● **Исходный текст**:
****************

I. Одиночество человека (обособленность человеческой ситуации)

Известно, что одиночество — это распространенная позиция в романтической поэзии, и в форме "одинокости" (о чем я могу и не напоминать американским читателям) оно часто встречается в современных музыкальных текстах, известных как "блюз". Но в каком смысле Человек вообще обособлен и от чего? Что такое "человеческая ситуация"? Я могу понять обособленность человеческой ситуации как она толкуется платоновской Диотимой, или в христианском смысле — как отделение Человека от Бога; но я не могу понять обособленности, которая не является отделением от чего-то конкретного.

II. Факты рождения и смерти в их необъяснимой странности

Я не понимаю, почему факты рождения и смерти должны казаться странными сами по себе, если только мы не представляем себе другого способа приходить в этот мир и покидать его, который кажется нам более естественным.

****************

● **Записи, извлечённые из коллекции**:
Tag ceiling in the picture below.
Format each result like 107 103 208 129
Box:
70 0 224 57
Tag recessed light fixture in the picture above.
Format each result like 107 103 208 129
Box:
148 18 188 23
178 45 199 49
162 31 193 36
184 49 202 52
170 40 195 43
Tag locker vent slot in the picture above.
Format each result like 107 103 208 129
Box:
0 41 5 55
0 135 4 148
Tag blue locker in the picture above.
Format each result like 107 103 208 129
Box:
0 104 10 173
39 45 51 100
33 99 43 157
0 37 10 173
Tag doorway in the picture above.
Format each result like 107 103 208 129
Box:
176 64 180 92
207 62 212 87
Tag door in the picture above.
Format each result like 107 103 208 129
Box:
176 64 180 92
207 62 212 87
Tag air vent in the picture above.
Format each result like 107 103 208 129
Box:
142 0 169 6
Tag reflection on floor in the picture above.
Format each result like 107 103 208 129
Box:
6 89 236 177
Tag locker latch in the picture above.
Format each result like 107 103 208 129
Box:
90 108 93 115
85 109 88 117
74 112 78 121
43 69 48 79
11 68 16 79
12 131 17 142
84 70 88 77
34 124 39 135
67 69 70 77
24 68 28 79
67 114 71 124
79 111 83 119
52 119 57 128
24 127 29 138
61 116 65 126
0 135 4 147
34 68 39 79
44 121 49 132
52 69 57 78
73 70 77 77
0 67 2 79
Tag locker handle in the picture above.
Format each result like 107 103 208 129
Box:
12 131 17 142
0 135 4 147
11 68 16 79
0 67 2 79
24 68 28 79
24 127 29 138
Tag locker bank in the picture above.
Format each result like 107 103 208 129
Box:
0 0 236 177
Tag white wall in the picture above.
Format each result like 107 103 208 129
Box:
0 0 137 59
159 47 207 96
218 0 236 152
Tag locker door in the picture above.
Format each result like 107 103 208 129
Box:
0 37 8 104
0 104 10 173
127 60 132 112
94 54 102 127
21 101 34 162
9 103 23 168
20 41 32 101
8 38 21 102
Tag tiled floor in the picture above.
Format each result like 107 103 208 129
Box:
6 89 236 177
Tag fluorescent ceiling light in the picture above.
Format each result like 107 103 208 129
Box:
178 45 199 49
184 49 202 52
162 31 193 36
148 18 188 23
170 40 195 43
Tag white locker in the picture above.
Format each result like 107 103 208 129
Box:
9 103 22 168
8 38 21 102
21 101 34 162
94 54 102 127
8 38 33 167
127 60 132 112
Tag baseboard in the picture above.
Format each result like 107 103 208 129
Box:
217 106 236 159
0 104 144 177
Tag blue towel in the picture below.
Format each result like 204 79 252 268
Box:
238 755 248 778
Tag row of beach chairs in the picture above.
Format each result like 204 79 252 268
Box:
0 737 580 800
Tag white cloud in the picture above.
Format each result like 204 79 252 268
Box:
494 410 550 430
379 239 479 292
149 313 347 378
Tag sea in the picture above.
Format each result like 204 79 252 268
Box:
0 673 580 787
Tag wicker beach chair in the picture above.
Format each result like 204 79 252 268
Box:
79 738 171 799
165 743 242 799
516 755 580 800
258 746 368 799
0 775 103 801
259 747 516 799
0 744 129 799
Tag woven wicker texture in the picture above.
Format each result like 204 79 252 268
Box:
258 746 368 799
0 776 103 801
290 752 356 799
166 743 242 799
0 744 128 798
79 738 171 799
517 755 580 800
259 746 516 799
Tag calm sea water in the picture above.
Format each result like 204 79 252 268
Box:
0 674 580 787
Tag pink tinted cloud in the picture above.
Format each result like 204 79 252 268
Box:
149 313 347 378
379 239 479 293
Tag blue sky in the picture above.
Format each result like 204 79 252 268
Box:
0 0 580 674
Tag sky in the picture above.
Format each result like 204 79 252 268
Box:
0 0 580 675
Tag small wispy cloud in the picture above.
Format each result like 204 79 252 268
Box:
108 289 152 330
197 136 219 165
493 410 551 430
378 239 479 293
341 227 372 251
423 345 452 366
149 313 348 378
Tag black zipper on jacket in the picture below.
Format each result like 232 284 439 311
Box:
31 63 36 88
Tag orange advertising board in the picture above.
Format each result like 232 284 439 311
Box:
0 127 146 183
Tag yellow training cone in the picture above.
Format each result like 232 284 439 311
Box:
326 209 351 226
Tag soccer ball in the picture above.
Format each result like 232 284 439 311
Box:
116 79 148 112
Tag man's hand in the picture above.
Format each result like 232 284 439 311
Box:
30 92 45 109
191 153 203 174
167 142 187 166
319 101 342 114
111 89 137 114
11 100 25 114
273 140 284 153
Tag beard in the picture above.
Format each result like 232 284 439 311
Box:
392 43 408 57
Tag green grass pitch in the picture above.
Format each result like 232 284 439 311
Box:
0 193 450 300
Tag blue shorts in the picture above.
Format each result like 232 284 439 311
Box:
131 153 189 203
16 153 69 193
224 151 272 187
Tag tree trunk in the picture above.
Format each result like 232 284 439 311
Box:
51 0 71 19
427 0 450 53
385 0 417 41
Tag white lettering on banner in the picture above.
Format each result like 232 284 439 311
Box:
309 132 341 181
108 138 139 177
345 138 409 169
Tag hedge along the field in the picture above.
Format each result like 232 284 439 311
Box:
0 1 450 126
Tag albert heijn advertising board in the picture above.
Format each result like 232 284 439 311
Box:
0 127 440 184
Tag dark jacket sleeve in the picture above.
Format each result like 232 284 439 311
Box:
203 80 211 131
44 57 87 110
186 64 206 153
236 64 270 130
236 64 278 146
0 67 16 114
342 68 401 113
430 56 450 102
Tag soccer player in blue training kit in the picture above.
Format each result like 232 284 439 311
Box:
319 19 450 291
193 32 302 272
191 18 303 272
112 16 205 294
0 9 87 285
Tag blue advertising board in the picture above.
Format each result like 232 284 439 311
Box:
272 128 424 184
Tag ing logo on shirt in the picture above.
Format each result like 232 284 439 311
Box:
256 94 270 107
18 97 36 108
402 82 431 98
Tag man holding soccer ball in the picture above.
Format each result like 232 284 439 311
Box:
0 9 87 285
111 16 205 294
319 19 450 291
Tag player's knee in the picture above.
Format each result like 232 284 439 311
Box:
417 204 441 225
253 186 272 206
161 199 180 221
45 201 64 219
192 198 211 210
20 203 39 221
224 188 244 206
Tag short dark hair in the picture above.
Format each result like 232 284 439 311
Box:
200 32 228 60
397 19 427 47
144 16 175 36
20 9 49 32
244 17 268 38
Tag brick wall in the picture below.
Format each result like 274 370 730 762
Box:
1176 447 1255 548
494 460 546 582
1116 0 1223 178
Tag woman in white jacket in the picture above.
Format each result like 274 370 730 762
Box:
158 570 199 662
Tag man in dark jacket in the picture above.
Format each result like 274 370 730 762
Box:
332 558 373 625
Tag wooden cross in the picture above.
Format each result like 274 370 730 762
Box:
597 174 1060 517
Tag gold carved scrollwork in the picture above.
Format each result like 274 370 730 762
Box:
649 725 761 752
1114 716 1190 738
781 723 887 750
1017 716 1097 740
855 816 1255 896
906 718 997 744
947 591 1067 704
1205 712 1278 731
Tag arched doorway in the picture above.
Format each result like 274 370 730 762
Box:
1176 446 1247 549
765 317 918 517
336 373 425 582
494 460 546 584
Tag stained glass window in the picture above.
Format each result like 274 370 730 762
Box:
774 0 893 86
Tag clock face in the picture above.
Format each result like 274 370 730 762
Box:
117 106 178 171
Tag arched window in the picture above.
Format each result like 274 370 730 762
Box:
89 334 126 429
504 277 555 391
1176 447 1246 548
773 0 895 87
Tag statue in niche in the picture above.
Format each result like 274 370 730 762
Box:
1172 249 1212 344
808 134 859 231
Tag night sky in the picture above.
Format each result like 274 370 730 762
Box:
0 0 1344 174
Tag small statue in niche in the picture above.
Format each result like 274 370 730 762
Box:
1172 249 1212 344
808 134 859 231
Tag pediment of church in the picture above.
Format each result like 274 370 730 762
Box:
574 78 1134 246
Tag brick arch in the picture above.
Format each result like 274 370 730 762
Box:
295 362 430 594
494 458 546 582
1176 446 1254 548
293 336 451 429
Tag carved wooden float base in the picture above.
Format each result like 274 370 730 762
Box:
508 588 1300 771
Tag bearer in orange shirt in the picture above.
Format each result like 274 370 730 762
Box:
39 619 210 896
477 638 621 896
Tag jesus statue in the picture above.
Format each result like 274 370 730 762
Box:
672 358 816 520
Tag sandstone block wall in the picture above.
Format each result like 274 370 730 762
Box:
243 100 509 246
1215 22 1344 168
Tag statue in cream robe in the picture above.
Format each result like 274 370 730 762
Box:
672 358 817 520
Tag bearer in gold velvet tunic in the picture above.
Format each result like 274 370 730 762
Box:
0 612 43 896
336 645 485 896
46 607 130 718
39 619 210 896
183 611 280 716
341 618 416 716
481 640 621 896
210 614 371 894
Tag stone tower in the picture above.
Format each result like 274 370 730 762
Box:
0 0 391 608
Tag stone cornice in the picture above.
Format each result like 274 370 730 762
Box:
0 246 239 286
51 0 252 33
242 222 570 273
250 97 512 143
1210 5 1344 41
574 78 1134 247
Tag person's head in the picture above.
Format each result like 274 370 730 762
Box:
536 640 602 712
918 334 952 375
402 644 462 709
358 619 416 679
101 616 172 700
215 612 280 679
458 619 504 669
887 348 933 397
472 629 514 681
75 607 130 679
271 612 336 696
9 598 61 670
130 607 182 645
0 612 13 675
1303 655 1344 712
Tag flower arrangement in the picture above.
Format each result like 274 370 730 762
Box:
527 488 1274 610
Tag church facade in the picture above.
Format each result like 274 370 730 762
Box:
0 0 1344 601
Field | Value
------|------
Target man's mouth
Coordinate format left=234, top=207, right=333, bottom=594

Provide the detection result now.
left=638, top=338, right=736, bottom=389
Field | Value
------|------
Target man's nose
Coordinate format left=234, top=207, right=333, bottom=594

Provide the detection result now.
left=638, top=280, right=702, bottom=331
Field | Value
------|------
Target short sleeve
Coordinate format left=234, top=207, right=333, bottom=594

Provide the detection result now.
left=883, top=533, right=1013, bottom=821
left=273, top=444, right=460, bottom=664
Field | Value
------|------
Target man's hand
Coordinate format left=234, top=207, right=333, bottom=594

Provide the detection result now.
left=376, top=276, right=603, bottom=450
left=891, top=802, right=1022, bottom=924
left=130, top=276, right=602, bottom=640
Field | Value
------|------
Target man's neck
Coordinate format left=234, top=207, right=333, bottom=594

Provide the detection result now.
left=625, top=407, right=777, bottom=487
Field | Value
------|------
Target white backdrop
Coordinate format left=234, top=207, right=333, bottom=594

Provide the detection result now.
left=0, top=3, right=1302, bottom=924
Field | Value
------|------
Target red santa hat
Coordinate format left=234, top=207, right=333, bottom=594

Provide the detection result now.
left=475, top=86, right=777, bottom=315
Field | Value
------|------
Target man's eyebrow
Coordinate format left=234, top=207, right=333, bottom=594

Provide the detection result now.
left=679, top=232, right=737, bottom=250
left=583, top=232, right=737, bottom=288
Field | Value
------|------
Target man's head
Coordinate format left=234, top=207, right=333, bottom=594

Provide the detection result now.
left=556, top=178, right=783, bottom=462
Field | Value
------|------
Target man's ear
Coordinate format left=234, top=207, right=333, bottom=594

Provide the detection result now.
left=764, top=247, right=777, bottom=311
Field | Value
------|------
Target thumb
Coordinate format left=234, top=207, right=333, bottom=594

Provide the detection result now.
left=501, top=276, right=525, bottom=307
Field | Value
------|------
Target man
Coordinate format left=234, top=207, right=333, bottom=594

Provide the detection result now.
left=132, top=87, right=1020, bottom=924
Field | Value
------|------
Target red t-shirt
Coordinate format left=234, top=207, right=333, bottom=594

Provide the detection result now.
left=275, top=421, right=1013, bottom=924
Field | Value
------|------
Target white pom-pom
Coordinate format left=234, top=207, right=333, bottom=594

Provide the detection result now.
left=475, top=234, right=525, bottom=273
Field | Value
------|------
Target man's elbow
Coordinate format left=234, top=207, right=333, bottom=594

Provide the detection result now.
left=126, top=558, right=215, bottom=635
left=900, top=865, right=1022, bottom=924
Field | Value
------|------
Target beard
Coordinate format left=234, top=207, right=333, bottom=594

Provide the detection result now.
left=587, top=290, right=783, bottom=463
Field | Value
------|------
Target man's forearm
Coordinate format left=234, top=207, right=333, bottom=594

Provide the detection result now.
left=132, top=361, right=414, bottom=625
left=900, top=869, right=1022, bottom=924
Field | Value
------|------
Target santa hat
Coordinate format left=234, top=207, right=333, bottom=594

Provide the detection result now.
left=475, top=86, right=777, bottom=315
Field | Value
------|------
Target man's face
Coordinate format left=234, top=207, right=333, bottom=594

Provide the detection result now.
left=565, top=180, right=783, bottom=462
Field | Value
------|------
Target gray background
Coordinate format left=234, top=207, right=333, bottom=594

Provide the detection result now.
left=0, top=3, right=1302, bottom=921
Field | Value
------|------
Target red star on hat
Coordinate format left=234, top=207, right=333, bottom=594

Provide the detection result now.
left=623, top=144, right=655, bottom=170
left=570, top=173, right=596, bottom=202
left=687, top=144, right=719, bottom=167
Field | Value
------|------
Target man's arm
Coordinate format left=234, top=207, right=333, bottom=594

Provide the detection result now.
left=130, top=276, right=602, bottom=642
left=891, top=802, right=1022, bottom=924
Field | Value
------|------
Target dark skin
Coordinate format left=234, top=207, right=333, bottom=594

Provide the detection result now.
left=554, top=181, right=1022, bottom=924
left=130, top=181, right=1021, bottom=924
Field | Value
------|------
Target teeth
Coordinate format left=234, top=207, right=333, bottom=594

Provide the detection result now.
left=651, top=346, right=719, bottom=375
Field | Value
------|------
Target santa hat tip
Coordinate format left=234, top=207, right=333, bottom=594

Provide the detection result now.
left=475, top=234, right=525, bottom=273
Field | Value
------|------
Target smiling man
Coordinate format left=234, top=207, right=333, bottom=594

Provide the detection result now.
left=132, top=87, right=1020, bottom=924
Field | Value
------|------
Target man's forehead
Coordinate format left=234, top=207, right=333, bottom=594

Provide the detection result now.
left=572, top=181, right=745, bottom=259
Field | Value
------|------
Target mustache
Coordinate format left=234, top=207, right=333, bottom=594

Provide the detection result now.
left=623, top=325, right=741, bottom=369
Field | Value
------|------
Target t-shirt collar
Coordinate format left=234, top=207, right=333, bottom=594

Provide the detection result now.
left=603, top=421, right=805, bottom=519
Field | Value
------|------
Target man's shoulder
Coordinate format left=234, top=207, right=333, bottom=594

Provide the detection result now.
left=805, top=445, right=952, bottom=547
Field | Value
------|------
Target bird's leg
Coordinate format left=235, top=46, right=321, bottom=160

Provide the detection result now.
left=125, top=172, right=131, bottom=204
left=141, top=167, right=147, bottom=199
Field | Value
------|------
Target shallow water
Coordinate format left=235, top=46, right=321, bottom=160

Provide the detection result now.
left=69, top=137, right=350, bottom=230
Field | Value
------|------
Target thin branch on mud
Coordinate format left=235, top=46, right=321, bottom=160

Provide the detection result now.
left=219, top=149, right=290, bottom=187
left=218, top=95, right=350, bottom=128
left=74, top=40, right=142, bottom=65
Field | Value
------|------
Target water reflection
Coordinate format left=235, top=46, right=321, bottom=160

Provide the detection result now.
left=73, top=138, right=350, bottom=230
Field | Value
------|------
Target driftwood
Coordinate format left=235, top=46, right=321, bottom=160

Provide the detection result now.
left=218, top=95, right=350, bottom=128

****************

● **Задание**: Процитируйте исходный текст целиком, не меняя в нём ни слова.

● **Решение задания**:
I. Одиночество человека (обособленность человеческой ситуации)

Известно, что одиночество — это распространенная позиция в романтической поэзии, и в форме "одинокости" (о чем я могу и не напоминать американским читателям) оно часто встречается в современных музыкальных текстах, известных как "блюз". Но в каком смысле Человек вообще обособлен и от чего? Что такое "человеческая ситуация"? Я могу понять обособленность человеческой ситуации как она толкуется платоновской Диотимой, или в христианском смысле — как отделение Человека от Бога; но я не могу понять обособленности, которая не является отделением от чего-то конкретного.

II. Факты рождения и смерти в их необъяснимой странности

Я не понимаю, почему факты рождения и смерти должны казаться странными сами по себе, если только мы не представляем себе другого способа приходить в этот мир и покидать его, который кажется нам более естественным.